**ACTIVITY 1:**
Repeat the page on toil word for word, starting with the part that opens with the words containing "Time off in lieu, otherwise" and ending where it closes with "with SRE perspective?".
**ACTIVITY 2:**
Answer these from the page on toil:
(a) What does the abbreviation TOIL stand for?
(b) Which company coined the term toil for tedious, repetitive production work?
(c) According to the section headed "Manual," which time spent running a script counts as toil time?
**ACTIVITY 3:**
Resume the page on toil, picking up after its final sentence.

What is Toil?
Time Off in Lieu
Exhausting Physical Labour. Work extremely hard or incessantly.
Time off in lieu, otherwise known as TOIL, is when an employer offers time off to workers who have gone above and beyond their contracted hours. Essentially, it serves as an alternative to pay, meaning that any overtime hours worked by an employee can be taken as part of their annual leave.
What is Toil with SRE perspective?
Toil is the kind of work tied to running a production service that tends to be manual, repetitive, automatable, tactical, devoid of enduring value, and that scales linearly as a service grows.
Toil is a term coined by Google to describe tedious, repetitive tasks associated with running a production environment. For Site Reliability Engineering (SRE) teams, the aim is to reduce or even eliminate toil in order to maximize the time spent on engineering and innovation.
If teams spend the majority of their time on these types of tasks, they have less time for high-value work. As a consequence, operational costs rise and the focus becomes more reactive than proactive. This prohibits innovation.
When software engineers write code, they want it to be simple, fast, and reliable. We refer to this as “bug and cruft” free. SREs want the same thing for operations. In the realm of operations, “cruft and bugs” can be described by one word: toil. Toil is the kind of work tied to running a production service that tends to be manual, repetitive, automatable, tactical, devoid of enduring value, and that scales linearly as a service grows. Toil is any engineering effort devoid of meaningful value.
Manual
This includes work such as manually running a script that automates some task. Running a script may be quicker than manually executing each step in the script, but the hands-on time a human spends running that script (not the elapsed time) is still toil time.

**DATA EXCERPT:**
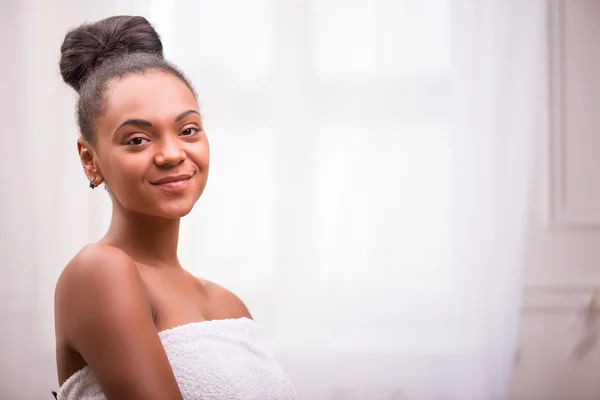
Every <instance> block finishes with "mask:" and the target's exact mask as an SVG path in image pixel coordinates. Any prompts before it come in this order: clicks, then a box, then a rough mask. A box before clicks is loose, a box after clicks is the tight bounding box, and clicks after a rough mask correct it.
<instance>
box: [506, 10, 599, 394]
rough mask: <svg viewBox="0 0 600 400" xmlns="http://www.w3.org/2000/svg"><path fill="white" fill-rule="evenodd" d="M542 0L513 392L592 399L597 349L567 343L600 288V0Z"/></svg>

**ANSWER SPACE 1:**
Time off in lieu, otherwise known as TOIL, is when an employer offers time off to workers who have gone above and beyond their contracted hours. Essentially, it serves as an alternative to pay, meaning that any overtime hours worked by an employee can be taken as part of their annual leave.
What is Toil with SRE perspective?

**ANSWER SPACE 2:**
(a) Time off in lieu
(b) Google
(c) The hands-on time a human spends running the script, not the elapsed time

**ANSWER SPACE 3:**
Repetitive
If you’re performing a task for the first time ever, or even the second time, this work is not toil. Toil is work you do over and over. If you’re solving a novel problem or inventing a new solution, this work is not toil.
Automatable
If a machine could accomplish the task just as well as a human, or the need for the task could be designed away, that task is toil. If human judgment is essential for the task, there’s a good chance it’s not toil.
Tactical
Toil is interrupt-driven and reactive, rather than strategy-driven and proactive. Handling pager alerts is toil. We may never be able to eliminate this type of work completely, but we have to continually work toward minimizing it.
No enduring value
If your service remains in the same state after you have finished a task, the task was probably toil. If the task produced a permanent improvement in your service, it probably wasn’t toil, even if some amount of grunt work—such as digging into legacy code and configurations and straightening them out—was involved.
O(n) with service growth
If the work involved in a task scales up linearly with service size, traffic volume, or user count, that task is probably toil. An ideally managed and designed service can grow by at least one order of magnitude with zero additional work, other than some one-time efforts to add resources.
What is an example of TOIL in SRE
Some examples of toil may include:
- Handling quota requests
- Applying database schema changes
- Reviewing non-critical monitoring alerts
- Copying and pasting commands from a playbook
- To work hard and long.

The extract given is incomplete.